## BEGIN Source data

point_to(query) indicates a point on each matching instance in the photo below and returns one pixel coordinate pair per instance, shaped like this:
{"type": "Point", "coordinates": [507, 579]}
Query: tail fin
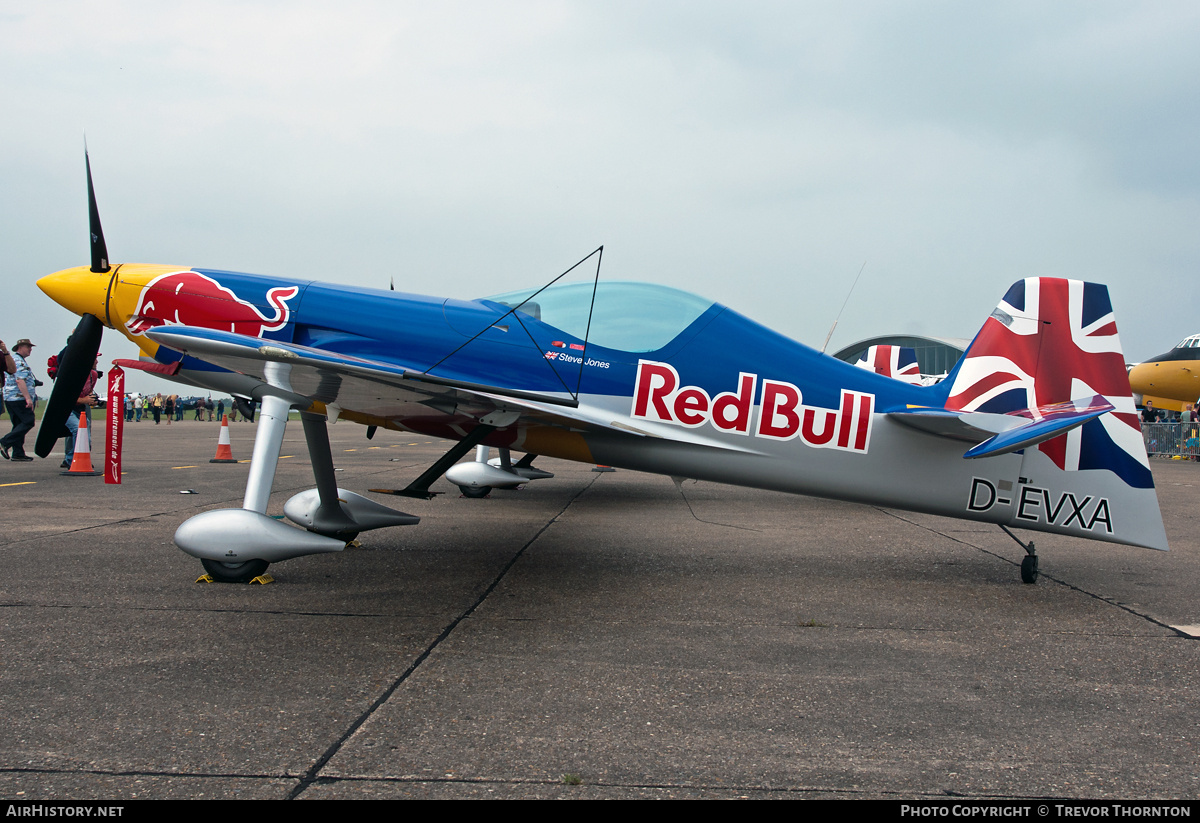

## END Source data
## BEGIN Source data

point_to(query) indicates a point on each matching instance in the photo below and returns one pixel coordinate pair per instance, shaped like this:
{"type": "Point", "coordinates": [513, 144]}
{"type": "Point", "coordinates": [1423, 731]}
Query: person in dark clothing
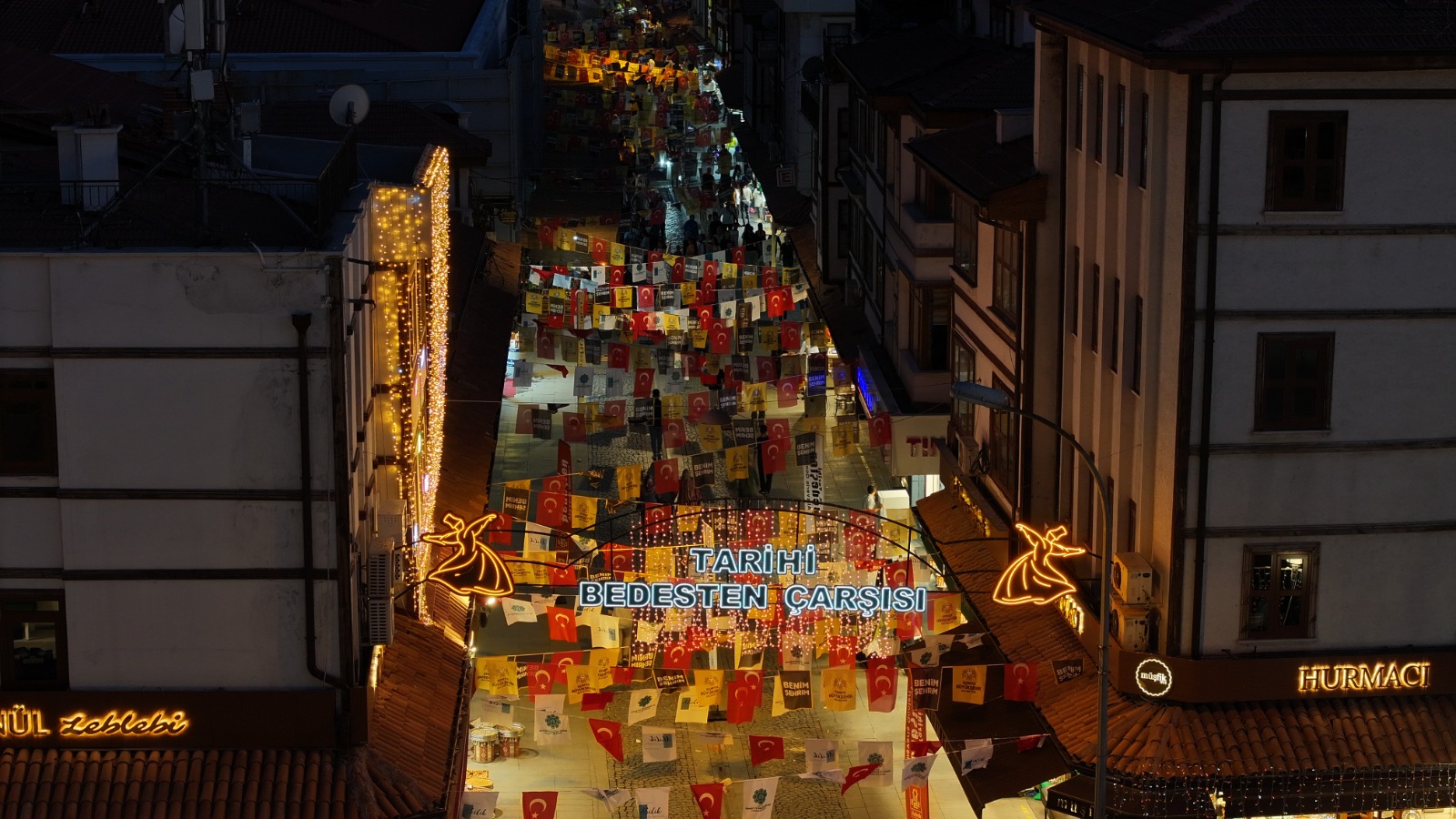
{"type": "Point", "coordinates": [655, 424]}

## END Source data
## BEGIN Source data

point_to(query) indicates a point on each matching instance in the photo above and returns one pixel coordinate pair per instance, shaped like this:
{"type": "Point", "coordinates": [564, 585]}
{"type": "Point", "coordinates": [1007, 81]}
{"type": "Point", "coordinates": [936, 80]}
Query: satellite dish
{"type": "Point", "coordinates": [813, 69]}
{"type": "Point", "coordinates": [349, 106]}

## END Source data

Exercise: Pull out every line of the records above that contains the word "type".

Answer to this exercise:
{"type": "Point", "coordinates": [507, 579]}
{"type": "Point", "coordinates": [513, 144]}
{"type": "Point", "coordinates": [1423, 731]}
{"type": "Point", "coordinates": [655, 424]}
{"type": "Point", "coordinates": [564, 585]}
{"type": "Point", "coordinates": [1007, 81]}
{"type": "Point", "coordinates": [936, 80]}
{"type": "Point", "coordinates": [813, 69]}
{"type": "Point", "coordinates": [349, 106]}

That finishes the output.